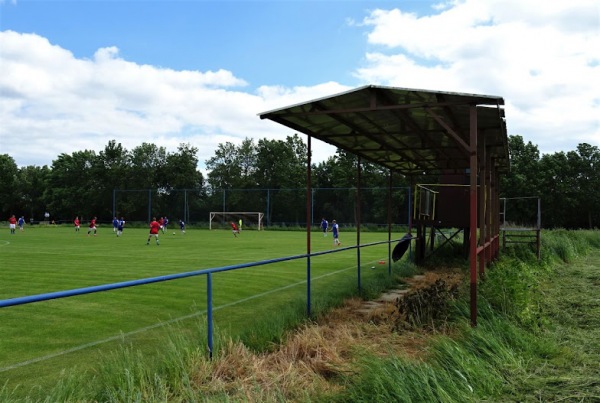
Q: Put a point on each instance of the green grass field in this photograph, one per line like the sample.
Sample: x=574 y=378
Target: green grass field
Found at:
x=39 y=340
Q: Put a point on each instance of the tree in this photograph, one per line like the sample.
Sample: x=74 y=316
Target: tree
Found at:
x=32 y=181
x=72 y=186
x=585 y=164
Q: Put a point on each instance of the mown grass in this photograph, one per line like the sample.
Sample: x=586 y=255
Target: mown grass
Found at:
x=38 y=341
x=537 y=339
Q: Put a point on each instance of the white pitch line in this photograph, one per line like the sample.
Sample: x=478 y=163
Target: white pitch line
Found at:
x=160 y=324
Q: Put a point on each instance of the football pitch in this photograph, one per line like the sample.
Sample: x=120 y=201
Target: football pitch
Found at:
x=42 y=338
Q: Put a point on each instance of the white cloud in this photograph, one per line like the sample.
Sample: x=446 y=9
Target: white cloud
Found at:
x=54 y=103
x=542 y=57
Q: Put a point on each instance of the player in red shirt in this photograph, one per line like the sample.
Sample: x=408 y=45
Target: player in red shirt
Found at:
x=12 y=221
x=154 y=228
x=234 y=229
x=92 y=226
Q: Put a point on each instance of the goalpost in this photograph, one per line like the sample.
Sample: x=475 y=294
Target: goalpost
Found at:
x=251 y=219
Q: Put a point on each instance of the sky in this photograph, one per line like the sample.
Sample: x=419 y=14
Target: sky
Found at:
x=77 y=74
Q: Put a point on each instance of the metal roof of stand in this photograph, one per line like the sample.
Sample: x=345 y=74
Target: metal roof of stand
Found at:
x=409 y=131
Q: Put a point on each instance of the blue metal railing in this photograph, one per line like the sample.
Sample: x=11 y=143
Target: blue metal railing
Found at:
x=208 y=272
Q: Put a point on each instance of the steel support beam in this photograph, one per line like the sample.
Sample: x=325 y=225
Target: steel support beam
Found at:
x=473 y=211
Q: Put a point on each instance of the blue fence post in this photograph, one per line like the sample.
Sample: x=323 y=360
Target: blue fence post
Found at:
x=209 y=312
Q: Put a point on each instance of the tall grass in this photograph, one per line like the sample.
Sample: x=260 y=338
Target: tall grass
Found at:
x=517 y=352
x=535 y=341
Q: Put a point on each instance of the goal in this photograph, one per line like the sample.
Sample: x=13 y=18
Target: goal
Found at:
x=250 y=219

* * *

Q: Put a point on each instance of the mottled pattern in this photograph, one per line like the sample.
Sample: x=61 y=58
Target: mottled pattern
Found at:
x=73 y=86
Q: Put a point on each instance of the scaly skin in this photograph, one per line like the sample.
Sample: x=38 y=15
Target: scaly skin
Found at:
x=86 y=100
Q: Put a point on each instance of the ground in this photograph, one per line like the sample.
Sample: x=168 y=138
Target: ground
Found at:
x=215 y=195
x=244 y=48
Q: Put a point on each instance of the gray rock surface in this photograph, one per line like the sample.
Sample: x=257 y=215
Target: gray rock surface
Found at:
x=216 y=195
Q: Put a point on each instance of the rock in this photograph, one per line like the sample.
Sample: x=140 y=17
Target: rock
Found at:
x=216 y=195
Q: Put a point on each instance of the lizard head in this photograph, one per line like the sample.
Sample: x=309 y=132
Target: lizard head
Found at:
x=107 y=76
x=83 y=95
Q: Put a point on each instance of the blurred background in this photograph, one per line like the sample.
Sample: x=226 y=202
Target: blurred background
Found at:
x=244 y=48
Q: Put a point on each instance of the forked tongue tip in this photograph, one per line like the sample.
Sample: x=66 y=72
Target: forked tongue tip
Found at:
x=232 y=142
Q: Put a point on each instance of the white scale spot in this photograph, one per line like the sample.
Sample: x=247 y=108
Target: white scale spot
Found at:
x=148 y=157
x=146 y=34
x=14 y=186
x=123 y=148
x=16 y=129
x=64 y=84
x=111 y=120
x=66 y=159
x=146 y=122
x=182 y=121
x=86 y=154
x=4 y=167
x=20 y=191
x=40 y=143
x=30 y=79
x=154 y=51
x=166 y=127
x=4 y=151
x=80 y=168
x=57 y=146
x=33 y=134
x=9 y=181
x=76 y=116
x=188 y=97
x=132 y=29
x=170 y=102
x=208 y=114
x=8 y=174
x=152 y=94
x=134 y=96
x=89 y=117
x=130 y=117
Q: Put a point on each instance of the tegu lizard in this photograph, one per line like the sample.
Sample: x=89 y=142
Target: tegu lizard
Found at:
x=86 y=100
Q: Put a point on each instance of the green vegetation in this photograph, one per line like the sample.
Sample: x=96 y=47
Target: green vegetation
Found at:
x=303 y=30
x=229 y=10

→ Exercise goal: Reproduce the records from the line that has "Q: Put a point on each instance of the steel" through the line that has "x=250 y=219", with both of those lines included, and give nothing else.

→ Result of the exercise:
Q: Put a point on each instance of the steel support beam in this photograph, one per line like the sample.
Sample: x=325 y=225
Target: steel support beam
Found at:
x=473 y=211
Q: Put a point on each instance of the blue fence post in this photograph, one per line like the sample.
Sample: x=323 y=360
Target: blue fence post
Found at:
x=209 y=312
Q: Put a point on each instance of the tall grass in this photograph, one per line like the sample.
Sample: x=260 y=338
Target: tall grass
Found at:
x=517 y=352
x=535 y=341
Q: Put a point on each instance of the goal in this photograph, one per line like the sample.
Sample: x=13 y=18
Target: goal
Found at:
x=250 y=219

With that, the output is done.